**Records for this task**
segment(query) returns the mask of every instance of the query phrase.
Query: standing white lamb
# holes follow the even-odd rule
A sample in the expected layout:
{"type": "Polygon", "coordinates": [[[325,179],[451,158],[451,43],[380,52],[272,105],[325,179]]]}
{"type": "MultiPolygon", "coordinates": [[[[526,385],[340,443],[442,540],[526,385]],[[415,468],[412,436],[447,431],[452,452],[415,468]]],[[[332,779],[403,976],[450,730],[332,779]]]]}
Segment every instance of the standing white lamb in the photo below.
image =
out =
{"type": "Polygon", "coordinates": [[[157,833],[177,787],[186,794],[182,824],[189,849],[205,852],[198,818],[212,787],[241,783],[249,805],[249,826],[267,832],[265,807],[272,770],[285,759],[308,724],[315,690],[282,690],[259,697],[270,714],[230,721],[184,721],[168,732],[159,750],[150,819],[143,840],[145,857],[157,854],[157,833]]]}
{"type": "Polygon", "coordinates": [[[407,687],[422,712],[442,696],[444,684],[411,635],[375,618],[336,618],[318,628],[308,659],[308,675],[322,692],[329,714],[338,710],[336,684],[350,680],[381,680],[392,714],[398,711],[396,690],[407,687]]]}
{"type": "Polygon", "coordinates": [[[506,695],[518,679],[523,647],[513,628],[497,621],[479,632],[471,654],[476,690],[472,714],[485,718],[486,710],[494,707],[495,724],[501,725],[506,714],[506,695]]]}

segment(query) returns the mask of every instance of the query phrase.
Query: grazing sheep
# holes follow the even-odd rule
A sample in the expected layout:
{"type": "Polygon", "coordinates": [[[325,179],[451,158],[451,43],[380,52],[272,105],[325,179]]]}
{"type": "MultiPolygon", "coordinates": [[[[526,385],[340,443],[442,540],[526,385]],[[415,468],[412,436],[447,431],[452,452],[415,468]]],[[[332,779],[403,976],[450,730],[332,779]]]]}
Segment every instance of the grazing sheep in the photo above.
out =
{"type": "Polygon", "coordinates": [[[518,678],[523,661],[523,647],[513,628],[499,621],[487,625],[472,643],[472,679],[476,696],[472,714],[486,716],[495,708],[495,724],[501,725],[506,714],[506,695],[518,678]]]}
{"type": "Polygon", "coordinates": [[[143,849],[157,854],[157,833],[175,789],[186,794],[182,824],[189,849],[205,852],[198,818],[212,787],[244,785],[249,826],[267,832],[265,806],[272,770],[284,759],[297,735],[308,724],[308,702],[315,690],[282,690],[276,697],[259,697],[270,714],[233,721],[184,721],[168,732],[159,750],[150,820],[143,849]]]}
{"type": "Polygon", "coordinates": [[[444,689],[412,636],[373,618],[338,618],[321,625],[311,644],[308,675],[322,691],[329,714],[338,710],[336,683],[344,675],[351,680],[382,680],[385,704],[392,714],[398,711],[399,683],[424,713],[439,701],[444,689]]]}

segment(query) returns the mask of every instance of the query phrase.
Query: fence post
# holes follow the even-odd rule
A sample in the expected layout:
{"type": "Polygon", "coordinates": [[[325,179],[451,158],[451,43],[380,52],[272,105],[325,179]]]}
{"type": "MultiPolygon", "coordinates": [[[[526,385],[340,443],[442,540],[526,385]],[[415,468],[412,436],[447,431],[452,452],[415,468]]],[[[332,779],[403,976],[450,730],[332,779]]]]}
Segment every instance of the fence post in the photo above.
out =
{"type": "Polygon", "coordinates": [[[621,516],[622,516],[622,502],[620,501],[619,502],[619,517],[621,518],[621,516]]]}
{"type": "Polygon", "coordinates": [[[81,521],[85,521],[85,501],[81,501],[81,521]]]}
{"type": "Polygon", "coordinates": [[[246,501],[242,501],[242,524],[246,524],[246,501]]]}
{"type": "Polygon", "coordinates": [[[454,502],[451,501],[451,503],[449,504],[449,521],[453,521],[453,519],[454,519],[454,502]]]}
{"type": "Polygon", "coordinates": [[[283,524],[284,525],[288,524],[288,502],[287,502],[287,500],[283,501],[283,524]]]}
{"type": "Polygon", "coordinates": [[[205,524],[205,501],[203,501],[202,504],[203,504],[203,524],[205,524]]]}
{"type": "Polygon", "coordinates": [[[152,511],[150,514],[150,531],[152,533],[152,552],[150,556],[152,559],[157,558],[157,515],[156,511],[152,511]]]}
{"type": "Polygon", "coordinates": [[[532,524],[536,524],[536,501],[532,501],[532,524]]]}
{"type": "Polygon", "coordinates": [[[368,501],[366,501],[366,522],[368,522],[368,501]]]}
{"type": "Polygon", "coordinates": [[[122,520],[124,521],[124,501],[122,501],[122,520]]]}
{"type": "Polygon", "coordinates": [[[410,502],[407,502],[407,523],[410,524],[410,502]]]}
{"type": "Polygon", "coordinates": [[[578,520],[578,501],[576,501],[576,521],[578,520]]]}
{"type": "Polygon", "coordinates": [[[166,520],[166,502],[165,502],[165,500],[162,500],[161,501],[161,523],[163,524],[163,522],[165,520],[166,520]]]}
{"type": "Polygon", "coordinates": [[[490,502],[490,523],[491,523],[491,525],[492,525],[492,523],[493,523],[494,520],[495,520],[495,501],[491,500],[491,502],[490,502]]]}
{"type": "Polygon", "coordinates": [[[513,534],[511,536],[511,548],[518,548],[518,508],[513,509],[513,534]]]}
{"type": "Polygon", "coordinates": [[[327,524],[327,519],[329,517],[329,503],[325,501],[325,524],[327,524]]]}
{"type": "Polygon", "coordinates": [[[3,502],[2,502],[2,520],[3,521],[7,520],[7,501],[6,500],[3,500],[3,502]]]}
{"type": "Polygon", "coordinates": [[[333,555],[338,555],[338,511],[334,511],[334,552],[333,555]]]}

**Goal of the exercise**
The records above need to be retyped in full, exactly as they stand.

**Output below**
segment(query) returns the mask of every instance of the query phrase.
Query: standing white lamb
# holes follow the even-odd rule
A sample in the expected layout:
{"type": "Polygon", "coordinates": [[[325,179],[451,158],[451,43],[380,52],[272,105],[325,179]]]}
{"type": "MultiPolygon", "coordinates": [[[[526,385],[340,443],[442,540],[526,385]],[[415,468],[412,436],[447,431],[452,452],[415,468]]],[[[332,779],[403,976],[450,730],[332,779]]]]}
Segment every instance of the standing white lamb in the photo below.
image =
out =
{"type": "Polygon", "coordinates": [[[157,833],[177,787],[186,794],[182,824],[189,849],[205,852],[198,818],[212,787],[241,783],[249,805],[249,826],[267,832],[265,807],[272,770],[285,759],[308,724],[315,690],[282,690],[259,697],[270,714],[230,721],[184,721],[168,732],[159,750],[150,819],[143,840],[145,857],[157,854],[157,833]]]}
{"type": "Polygon", "coordinates": [[[407,687],[422,712],[442,696],[444,684],[411,635],[375,618],[336,618],[318,628],[308,659],[308,675],[322,692],[329,714],[338,710],[336,684],[350,680],[381,680],[392,714],[398,711],[396,690],[407,687]]]}
{"type": "Polygon", "coordinates": [[[506,695],[518,679],[523,647],[513,628],[497,621],[479,632],[471,654],[476,690],[472,714],[485,718],[486,710],[494,707],[495,724],[501,725],[506,714],[506,695]]]}

segment(query) returns the mask of every instance of the query phrase.
Query: grazing sheep
# holes follow the even-odd rule
A sample in the expected layout:
{"type": "Polygon", "coordinates": [[[325,179],[451,158],[451,43],[380,52],[272,105],[325,179]]]}
{"type": "MultiPolygon", "coordinates": [[[[526,385],[340,443],[442,540],[526,385]],[[415,468],[412,436],[447,431],[452,452],[415,468]]],[[[332,779],[403,976],[450,730],[332,779]]]]}
Segment every instance of the grazing sheep in the photo above.
out =
{"type": "Polygon", "coordinates": [[[518,678],[523,661],[523,647],[513,628],[499,621],[487,625],[472,643],[472,679],[476,696],[472,714],[486,716],[495,708],[495,724],[501,725],[506,714],[506,695],[518,678]]]}
{"type": "Polygon", "coordinates": [[[143,849],[157,854],[157,833],[175,789],[186,794],[182,824],[189,849],[205,852],[198,818],[212,787],[244,785],[249,826],[267,832],[265,806],[272,770],[284,759],[297,735],[308,724],[308,702],[315,690],[282,690],[276,697],[259,697],[270,714],[233,721],[184,721],[168,732],[159,750],[150,820],[143,849]]]}
{"type": "Polygon", "coordinates": [[[444,689],[412,636],[373,618],[338,618],[321,625],[311,644],[308,675],[322,691],[329,714],[338,710],[336,683],[344,675],[351,680],[382,680],[385,704],[392,714],[398,711],[399,683],[424,713],[439,701],[444,689]]]}

segment(query) returns the mask of every instance of the query phrase.
Query: fence post
# holes follow the even-odd rule
A sample in the expected layout:
{"type": "Polygon", "coordinates": [[[325,179],[451,158],[451,43],[380,52],[272,105],[325,179]]]}
{"type": "MultiPolygon", "coordinates": [[[[526,385],[340,443],[442,540],[526,385]],[[415,468],[412,436],[447,431],[452,452],[415,468]]],[[[332,779],[403,976],[450,730],[332,779]]]]}
Segment every instance of the fence post in the photo above.
out =
{"type": "Polygon", "coordinates": [[[621,516],[622,516],[622,502],[620,501],[619,502],[619,517],[621,518],[621,516]]]}
{"type": "Polygon", "coordinates": [[[81,521],[85,521],[85,501],[81,501],[81,521]]]}
{"type": "Polygon", "coordinates": [[[246,501],[242,501],[242,524],[246,524],[246,501]]]}
{"type": "Polygon", "coordinates": [[[454,502],[451,501],[451,503],[449,504],[449,521],[453,521],[453,519],[454,519],[454,502]]]}
{"type": "Polygon", "coordinates": [[[283,524],[284,525],[288,524],[288,502],[287,502],[287,500],[283,501],[283,524]]]}
{"type": "Polygon", "coordinates": [[[205,524],[205,501],[203,501],[202,504],[203,504],[203,524],[205,524]]]}
{"type": "Polygon", "coordinates": [[[152,511],[150,514],[150,531],[152,533],[152,552],[150,556],[152,559],[157,558],[157,515],[156,511],[152,511]]]}
{"type": "Polygon", "coordinates": [[[532,524],[536,524],[536,501],[532,501],[532,524]]]}
{"type": "Polygon", "coordinates": [[[368,501],[366,501],[366,522],[368,522],[368,501]]]}
{"type": "Polygon", "coordinates": [[[122,520],[124,521],[124,501],[122,501],[122,520]]]}
{"type": "Polygon", "coordinates": [[[410,502],[407,502],[407,523],[410,524],[410,502]]]}
{"type": "Polygon", "coordinates": [[[578,520],[578,501],[576,501],[576,521],[578,520]]]}
{"type": "Polygon", "coordinates": [[[166,520],[166,502],[165,502],[165,500],[162,500],[161,501],[161,523],[163,524],[163,522],[165,520],[166,520]]]}
{"type": "Polygon", "coordinates": [[[490,502],[490,523],[491,523],[491,525],[492,525],[492,523],[493,523],[494,520],[495,520],[495,501],[491,500],[491,502],[490,502]]]}
{"type": "Polygon", "coordinates": [[[513,534],[511,536],[511,548],[518,548],[518,508],[513,509],[513,534]]]}
{"type": "Polygon", "coordinates": [[[327,524],[327,519],[329,517],[329,503],[325,501],[325,524],[327,524]]]}
{"type": "Polygon", "coordinates": [[[3,502],[2,502],[2,520],[3,521],[7,520],[7,501],[6,500],[3,500],[3,502]]]}
{"type": "Polygon", "coordinates": [[[333,555],[338,555],[338,511],[334,511],[334,552],[333,555]]]}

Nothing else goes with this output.